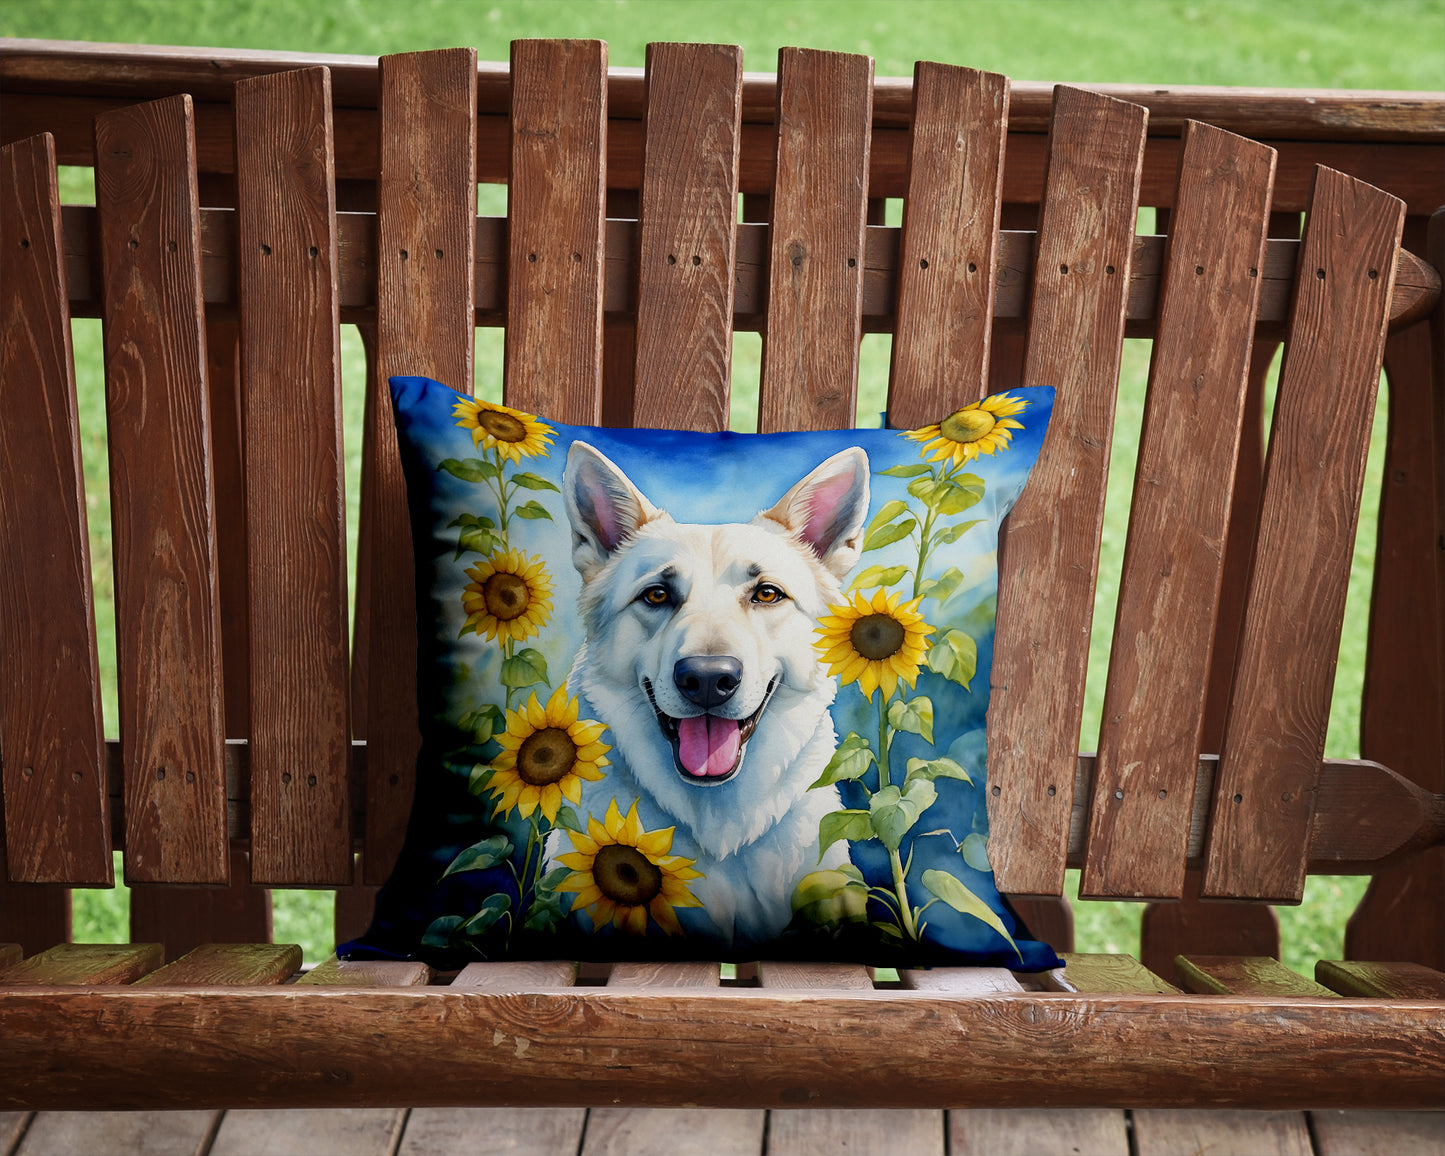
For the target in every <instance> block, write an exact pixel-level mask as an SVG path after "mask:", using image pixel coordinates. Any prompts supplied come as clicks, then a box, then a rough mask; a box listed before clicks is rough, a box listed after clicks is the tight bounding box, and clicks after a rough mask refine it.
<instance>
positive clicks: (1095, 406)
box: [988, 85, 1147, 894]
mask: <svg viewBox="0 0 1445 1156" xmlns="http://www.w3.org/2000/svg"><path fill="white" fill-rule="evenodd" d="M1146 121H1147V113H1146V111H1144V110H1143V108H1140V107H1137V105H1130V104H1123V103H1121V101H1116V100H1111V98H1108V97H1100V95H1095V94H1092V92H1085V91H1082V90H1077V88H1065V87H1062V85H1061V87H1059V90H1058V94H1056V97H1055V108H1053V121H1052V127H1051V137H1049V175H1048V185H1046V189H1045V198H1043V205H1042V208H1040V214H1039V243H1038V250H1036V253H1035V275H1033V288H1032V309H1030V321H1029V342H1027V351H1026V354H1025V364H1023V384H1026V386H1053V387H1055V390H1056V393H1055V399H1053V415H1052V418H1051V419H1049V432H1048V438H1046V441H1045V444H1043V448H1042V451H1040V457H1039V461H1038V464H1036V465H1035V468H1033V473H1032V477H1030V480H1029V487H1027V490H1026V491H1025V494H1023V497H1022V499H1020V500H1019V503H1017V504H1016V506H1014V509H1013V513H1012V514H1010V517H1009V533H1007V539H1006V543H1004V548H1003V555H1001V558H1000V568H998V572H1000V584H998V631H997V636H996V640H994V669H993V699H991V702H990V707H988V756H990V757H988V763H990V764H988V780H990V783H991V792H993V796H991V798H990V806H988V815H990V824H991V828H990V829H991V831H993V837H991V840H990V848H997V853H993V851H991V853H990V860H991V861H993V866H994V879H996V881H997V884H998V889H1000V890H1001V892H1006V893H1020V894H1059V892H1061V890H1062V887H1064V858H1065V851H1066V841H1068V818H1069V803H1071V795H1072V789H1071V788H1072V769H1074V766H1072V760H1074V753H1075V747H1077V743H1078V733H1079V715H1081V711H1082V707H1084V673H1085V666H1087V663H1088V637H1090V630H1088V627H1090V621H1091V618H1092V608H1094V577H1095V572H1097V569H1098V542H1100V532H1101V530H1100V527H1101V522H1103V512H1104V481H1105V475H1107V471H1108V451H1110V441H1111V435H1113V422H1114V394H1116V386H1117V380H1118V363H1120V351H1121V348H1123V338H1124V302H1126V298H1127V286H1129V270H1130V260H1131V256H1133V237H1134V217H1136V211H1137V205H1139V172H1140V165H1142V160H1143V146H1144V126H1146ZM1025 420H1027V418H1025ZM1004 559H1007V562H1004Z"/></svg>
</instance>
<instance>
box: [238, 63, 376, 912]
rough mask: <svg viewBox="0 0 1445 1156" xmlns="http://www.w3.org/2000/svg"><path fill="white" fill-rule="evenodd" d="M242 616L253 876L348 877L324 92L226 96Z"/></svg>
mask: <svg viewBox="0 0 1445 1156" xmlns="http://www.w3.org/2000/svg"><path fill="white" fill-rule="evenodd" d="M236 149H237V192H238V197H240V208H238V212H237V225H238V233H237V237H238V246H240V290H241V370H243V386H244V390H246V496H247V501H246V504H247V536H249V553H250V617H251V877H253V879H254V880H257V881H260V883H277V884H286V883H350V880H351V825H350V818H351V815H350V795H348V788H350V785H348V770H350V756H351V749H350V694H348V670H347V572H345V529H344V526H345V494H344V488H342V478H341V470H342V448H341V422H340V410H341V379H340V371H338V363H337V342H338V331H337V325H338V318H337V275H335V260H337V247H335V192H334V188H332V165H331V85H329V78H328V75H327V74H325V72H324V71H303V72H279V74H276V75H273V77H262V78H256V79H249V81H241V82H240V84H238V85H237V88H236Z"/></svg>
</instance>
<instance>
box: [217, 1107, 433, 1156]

-.-.-

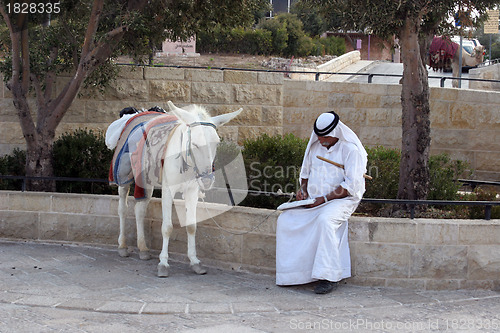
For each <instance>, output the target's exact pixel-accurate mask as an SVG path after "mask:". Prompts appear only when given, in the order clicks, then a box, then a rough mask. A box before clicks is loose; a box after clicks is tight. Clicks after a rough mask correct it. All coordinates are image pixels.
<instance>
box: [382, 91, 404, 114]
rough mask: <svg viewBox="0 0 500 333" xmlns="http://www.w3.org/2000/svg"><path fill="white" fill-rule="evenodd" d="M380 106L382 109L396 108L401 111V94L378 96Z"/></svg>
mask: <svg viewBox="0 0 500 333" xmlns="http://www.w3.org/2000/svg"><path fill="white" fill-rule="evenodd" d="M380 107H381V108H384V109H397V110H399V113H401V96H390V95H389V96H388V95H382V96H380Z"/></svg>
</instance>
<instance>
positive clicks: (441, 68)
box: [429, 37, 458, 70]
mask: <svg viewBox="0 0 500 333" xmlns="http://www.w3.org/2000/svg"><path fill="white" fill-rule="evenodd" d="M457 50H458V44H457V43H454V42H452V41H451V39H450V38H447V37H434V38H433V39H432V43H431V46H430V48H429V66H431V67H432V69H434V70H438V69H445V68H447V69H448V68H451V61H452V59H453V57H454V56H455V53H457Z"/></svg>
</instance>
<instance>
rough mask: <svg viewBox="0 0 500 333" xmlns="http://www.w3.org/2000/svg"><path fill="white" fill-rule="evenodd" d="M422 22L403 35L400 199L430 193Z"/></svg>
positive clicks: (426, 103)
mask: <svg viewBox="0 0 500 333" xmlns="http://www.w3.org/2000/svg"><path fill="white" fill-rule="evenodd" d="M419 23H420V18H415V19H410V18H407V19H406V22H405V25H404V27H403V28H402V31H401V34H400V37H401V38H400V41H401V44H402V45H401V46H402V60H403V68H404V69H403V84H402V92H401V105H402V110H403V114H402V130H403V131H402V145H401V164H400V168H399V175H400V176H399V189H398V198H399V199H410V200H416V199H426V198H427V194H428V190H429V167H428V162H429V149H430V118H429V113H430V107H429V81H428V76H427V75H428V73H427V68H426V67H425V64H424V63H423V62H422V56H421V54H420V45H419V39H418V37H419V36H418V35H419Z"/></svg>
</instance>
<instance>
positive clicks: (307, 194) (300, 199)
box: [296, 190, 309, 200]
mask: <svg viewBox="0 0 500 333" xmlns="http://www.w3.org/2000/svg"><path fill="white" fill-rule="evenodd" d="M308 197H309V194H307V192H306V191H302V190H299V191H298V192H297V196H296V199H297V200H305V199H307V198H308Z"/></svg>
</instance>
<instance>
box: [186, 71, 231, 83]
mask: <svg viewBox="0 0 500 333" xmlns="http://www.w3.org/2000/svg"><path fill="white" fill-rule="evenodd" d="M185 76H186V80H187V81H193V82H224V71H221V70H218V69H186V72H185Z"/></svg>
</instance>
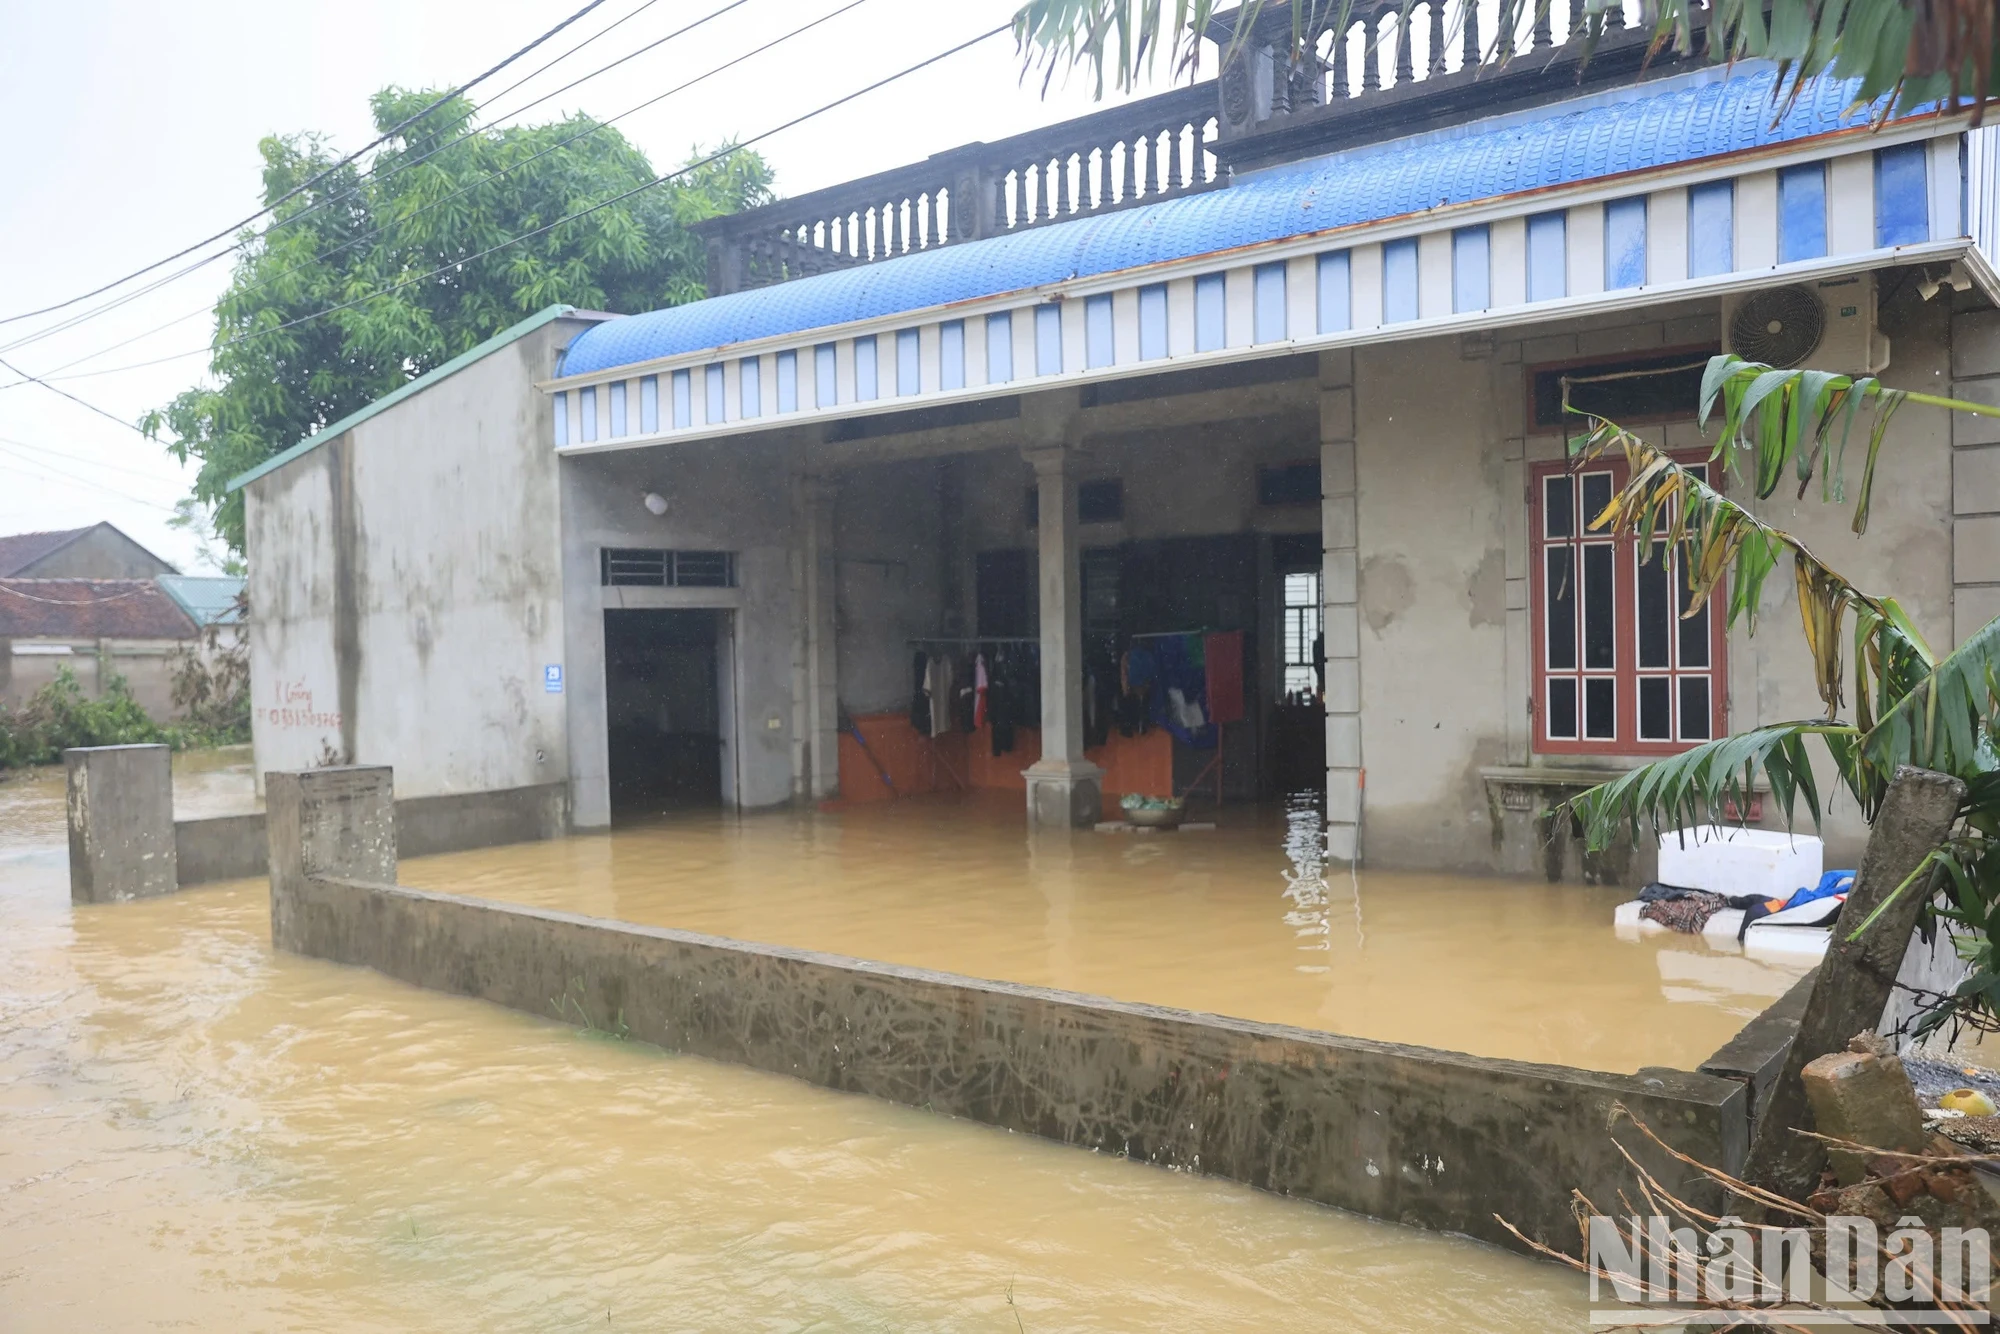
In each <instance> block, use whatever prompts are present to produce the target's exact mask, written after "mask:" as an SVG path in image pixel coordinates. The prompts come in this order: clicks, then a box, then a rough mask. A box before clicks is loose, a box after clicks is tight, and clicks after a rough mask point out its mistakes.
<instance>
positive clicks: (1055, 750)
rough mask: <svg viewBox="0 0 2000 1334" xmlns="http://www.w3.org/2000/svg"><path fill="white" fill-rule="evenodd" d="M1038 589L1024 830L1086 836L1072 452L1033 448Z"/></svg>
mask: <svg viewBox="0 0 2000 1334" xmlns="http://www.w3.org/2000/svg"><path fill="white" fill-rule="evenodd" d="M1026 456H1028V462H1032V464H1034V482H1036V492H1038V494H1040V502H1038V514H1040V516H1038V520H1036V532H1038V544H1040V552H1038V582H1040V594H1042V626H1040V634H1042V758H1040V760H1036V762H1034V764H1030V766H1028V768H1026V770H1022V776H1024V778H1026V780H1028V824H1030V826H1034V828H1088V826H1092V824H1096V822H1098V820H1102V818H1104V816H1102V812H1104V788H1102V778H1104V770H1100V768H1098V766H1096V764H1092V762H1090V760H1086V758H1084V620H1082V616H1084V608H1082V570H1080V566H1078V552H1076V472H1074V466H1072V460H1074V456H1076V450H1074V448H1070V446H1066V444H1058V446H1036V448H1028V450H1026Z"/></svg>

-.-.-

Work task. Render the data above, from the line with "For the target" to the line with "box: [988, 85, 1147, 894]", as a Markdown table with the columns Row and Content, leaving out any blank lines.

Exercise answer.
| Row | Content |
|---|---|
| 1 | For the target in every <instance> block, write an exact pixel-level mask as an SVG path after "mask:", using image pixel coordinates. Any prompts supplied come as clicks, then a box, then a rough mask; a box listed before clicks is rough, a box listed after clicks is the tight bounding box, and clicks after a rough mask refine it. |
| 2 | <instance> |
| 3 | positive clicks: (1095, 406) |
| 4 | box: [988, 85, 1147, 894] |